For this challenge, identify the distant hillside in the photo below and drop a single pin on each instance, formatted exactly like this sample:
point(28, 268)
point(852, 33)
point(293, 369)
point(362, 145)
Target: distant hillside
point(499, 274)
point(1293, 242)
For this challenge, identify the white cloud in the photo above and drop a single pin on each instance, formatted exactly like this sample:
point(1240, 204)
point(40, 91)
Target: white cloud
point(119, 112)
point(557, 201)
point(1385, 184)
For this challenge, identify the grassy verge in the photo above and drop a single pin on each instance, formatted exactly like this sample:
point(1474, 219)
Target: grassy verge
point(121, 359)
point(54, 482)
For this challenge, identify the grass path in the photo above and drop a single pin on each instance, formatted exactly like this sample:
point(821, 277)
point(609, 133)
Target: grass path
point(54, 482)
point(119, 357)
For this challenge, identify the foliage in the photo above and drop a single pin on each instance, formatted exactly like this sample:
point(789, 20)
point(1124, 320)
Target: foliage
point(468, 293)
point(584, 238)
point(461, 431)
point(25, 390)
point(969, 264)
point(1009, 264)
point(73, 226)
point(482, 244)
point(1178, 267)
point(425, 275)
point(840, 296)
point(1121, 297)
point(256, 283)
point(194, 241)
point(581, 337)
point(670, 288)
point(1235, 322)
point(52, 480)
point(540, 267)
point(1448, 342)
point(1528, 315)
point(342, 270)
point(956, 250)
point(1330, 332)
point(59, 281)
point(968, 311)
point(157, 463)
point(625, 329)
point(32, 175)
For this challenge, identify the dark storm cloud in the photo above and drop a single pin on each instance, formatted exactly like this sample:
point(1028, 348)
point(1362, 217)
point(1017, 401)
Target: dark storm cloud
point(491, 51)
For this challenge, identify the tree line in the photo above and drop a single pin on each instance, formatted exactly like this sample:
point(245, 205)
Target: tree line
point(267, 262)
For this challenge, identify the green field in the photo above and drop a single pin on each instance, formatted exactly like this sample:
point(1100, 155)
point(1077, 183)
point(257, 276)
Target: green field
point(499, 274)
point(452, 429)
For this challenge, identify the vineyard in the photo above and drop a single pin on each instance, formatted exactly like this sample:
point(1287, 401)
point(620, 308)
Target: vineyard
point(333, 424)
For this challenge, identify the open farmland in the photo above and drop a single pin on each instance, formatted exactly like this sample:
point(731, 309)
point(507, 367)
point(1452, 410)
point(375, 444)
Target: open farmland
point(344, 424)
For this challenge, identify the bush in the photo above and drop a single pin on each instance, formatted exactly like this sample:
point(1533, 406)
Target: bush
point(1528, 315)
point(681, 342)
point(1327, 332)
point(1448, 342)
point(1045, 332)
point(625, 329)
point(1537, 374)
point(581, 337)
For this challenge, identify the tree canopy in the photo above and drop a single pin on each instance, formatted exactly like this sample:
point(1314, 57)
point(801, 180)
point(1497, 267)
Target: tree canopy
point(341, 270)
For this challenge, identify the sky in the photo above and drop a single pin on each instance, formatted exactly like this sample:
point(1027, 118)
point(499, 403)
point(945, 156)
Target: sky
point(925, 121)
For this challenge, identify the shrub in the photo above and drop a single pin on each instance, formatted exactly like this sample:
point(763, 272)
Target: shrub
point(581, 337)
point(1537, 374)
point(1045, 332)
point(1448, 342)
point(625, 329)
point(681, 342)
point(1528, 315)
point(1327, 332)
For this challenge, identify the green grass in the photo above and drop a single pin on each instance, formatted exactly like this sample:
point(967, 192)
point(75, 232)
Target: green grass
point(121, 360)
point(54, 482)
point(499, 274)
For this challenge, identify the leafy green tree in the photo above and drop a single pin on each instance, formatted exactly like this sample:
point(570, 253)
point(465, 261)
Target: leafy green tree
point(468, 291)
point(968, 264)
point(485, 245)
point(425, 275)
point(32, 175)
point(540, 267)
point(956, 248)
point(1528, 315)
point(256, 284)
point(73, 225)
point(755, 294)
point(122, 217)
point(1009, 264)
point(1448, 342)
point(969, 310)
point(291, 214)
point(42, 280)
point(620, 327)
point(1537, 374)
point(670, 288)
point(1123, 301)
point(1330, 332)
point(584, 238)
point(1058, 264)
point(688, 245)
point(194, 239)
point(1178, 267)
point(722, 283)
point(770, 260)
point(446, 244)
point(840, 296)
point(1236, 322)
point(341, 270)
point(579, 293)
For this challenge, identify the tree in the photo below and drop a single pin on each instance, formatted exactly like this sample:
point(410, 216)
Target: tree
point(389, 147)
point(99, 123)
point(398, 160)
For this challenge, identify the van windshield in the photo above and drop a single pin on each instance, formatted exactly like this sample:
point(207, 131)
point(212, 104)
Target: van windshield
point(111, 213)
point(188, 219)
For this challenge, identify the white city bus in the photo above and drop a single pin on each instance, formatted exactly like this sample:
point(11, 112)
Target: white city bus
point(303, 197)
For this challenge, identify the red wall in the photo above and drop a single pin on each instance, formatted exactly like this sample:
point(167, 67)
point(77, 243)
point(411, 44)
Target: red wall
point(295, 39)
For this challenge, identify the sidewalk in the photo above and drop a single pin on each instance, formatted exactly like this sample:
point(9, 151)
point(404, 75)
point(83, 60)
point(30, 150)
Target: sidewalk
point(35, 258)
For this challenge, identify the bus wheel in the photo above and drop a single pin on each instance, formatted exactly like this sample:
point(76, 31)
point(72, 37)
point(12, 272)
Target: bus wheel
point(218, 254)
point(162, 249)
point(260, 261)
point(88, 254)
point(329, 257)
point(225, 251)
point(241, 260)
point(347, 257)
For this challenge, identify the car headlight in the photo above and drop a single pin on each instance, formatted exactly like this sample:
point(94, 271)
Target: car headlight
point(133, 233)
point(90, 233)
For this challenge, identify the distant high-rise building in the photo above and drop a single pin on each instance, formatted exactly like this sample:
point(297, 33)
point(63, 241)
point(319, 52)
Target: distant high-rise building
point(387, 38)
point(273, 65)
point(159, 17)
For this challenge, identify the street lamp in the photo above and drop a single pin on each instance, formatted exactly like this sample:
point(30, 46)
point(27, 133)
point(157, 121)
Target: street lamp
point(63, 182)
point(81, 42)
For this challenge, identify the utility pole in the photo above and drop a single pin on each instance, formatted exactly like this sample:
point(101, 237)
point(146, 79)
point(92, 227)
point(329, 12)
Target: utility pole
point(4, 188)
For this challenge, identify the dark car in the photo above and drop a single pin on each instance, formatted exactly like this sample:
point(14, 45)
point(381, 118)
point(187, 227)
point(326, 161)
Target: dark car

## WRITTEN EXERCISE:
Can you set out all the entries above as a numbered list, with the blank lines dropped?

## WRITTEN SOLUTION:
1. For this challenge, identify the distant hillside in the photo below and drop a single pin on each instance, formatted exactly like this sample:
2. point(28, 268)
3. point(852, 33)
4. point(293, 369)
5. point(362, 145)
6. Target: distant hillside
7. point(499, 274)
8. point(1293, 242)
9. For this challenge, identify the white cloud in the photo above and drop a single pin on each instance, formatted exactly like this sample:
10. point(1240, 204)
11. point(40, 91)
12. Target: white cloud
13. point(119, 112)
14. point(557, 201)
15. point(1385, 184)
16. For this challenge, identify the grassy verge in the photo above and drop a single pin on each instance, formatted exactly like this sample:
17. point(1474, 219)
18. Target: grassy verge
19. point(121, 359)
20. point(54, 482)
21. For this challenge, identify the grass path in the photo above and drop a single pin on each instance, formatted exactly like this sample:
22. point(821, 277)
23. point(609, 133)
24. Target: grass path
25. point(54, 482)
26. point(119, 357)
27. For this challenge, identify the foliage in the photo above and drop a single pin on each instance, formatted exactly like this sample:
28. point(789, 20)
29. point(1124, 320)
30. Target: foliage
31. point(468, 293)
32. point(584, 238)
33. point(461, 431)
34. point(25, 390)
35. point(969, 264)
36. point(1009, 264)
37. point(73, 226)
38. point(482, 244)
39. point(1178, 267)
40. point(425, 275)
41. point(840, 296)
42. point(1121, 297)
43. point(256, 283)
44. point(194, 241)
45. point(581, 337)
46. point(670, 288)
47. point(1235, 322)
48. point(52, 480)
49. point(540, 267)
50. point(1448, 342)
51. point(1528, 315)
52. point(342, 270)
53. point(956, 250)
54. point(1330, 332)
55. point(59, 281)
56. point(968, 311)
57. point(157, 463)
58. point(625, 329)
59. point(32, 175)
60. For this challenge, identify the dark storm cloud in the photo above and drop a single pin on each instance, formatted exactly like this sample:
61. point(1028, 348)
62. point(1362, 217)
63. point(1017, 401)
64. Target: dark storm cloud
65. point(491, 51)
66. For this challenge, identify the tree line in the photo above and drop a single pin on each instance, formatted exactly like this sample:
67. point(245, 205)
68. Target: tree line
69. point(267, 262)
70. For this challenge, identify the green field in the photo above and drop a single pin on each instance, formatted exactly like this sample:
71. point(1100, 155)
72. point(1077, 183)
73. point(257, 276)
74. Target: green field
75. point(499, 274)
76. point(452, 429)
77. For this challenge, identify the vineyard in the photo above and drop a single pin on each instance, formatted exactly like this sample:
78. point(1287, 401)
79. point(620, 308)
80. Target: vineyard
81. point(333, 424)
82. For this challenge, identify the open farmland in the photo above and drop a single pin on each instance, formatted exactly like this sample:
83. point(731, 309)
84. point(507, 367)
85. point(1452, 410)
86. point(375, 444)
87. Target: open farmland
88. point(344, 424)
89. For this challenge, identify the bush in the photo above and drop a single pin on each instance, formatted exactly like this sample:
90. point(1533, 406)
91. Target: bush
92. point(1528, 315)
93. point(681, 342)
94. point(1327, 332)
95. point(1448, 342)
96. point(1045, 332)
97. point(625, 329)
98. point(1537, 374)
99. point(581, 337)
100. For this challenge, identify the tree canopy in the photo above and drop a single pin on each instance, formatted exactly like this sample:
101. point(1314, 57)
102. point(801, 180)
103. point(1497, 267)
104. Target: tree canopy
105. point(341, 270)
106. For this challenge, identify the sky in the photo above and drop a single pin on each instance, formatted exactly like this sample:
107. point(1027, 118)
108. point(499, 403)
109. point(945, 156)
110. Target: sky
111. point(925, 121)
112. For this challenge, identify the shrub in the photo above and drop a single pin on each instance, formatted exactly like this sample:
113. point(763, 272)
114. Target: shrub
115. point(581, 337)
116. point(1537, 374)
117. point(1045, 332)
118. point(1448, 342)
119. point(625, 329)
120. point(681, 342)
121. point(1528, 315)
122. point(1327, 332)
123. For this challenge, identify the green grass in the photo above and drop a single pin on each instance, formatted exactly like this sample:
124. point(967, 192)
125. point(75, 232)
126. Target: green grass
127. point(121, 360)
128. point(54, 482)
129. point(499, 274)
130. For this challenge, identify the leafy green tree in the photo above and drop a single pin on each instance, formatted exactly like this sample:
131. point(570, 253)
132. point(465, 261)
133. Target: leafy green tree
134. point(468, 291)
135. point(968, 264)
136. point(485, 245)
137. point(425, 275)
138. point(32, 175)
139. point(540, 267)
140. point(956, 248)
141. point(1528, 315)
142. point(256, 284)
143. point(73, 225)
144. point(755, 294)
145. point(122, 217)
146. point(1009, 264)
147. point(1448, 342)
148. point(969, 310)
149. point(291, 214)
150. point(42, 280)
151. point(620, 327)
152. point(1537, 374)
153. point(670, 288)
154. point(1123, 301)
155. point(1330, 332)
156. point(584, 238)
157. point(1058, 264)
158. point(688, 245)
159. point(194, 239)
160. point(1178, 267)
161. point(722, 283)
162. point(770, 260)
163. point(446, 244)
164. point(840, 296)
165. point(1236, 322)
166. point(341, 270)
167. point(579, 293)
168. For this challenge, identify the tree in the photo below and drop a single pin on each instance, formatted exactly like this sample:
169. point(410, 216)
170. Target: tree
171. point(389, 147)
172. point(99, 123)
173. point(398, 160)
174. For this challenge, identify the van windshield in the photo above and drop a single pin on each instance, formatted exactly like this sample:
175. point(207, 131)
176. point(212, 104)
177. Target: van windshield
178. point(111, 213)
179. point(188, 219)
180. For this challenge, identify the white city bus in the photo above and drop a single pin on each instance, formatted exactly like this sample:
181. point(11, 112)
182. Target: white city bus
183. point(303, 197)
184. For this challenge, identify the red wall in the photo above and drop a single pin on each instance, formatted exactly like this sample:
185. point(167, 67)
186. point(77, 243)
187. point(411, 44)
188. Target: red wall
189. point(295, 39)
190. For this challenge, identify the sidewalk in the photo above and drop a single pin on each instance, formatted exactly like this sample:
191. point(9, 151)
192. point(404, 75)
193. point(83, 60)
194. point(30, 150)
195. Target: sidewalk
196. point(35, 258)
197. For this challenge, identify the bus wheel in the photo above and drop a single pin on each instance, formatted exactly like this sample:
198. point(76, 31)
199. point(72, 37)
200. point(12, 272)
201. Target: bus wheel
202. point(218, 254)
203. point(162, 249)
204. point(260, 261)
205. point(88, 254)
206. point(329, 257)
207. point(225, 251)
208. point(241, 260)
209. point(347, 257)
210. For this challenge, identify the car headlight in the photo above and drop a single pin on each instance, formatted exactly like this sample:
211. point(94, 271)
212. Target: car headlight
213. point(133, 233)
214. point(90, 233)
215. For this challenge, identify the distant high-rise building in the photo above and drop a single pin on each instance, formatted exactly like this sample:
216. point(297, 33)
217. point(63, 241)
218. point(319, 52)
219. Target: distant high-rise building
220. point(387, 38)
221. point(273, 65)
222. point(159, 17)
223. For this challenge, identify the street lamp in the photo above and drop a single pin on each instance, formatted exactly like this sample:
224. point(30, 46)
225. point(27, 133)
226. point(157, 121)
227. Target: street lamp
228. point(63, 182)
229. point(81, 42)
230. For this challenge, identify the utility pole in the photo above and drop a single pin on each instance, formatted exactly like this sample:
231. point(101, 237)
232. point(146, 79)
233. point(92, 227)
234. point(329, 12)
235. Target: utility pole
236. point(4, 188)
237. For this challenge, identify the dark car in the photo above and drop a single pin on each instance, formatted exactly like this sample:
238. point(14, 45)
239. point(381, 118)
240. point(187, 227)
241. point(326, 161)
242. Target: dark car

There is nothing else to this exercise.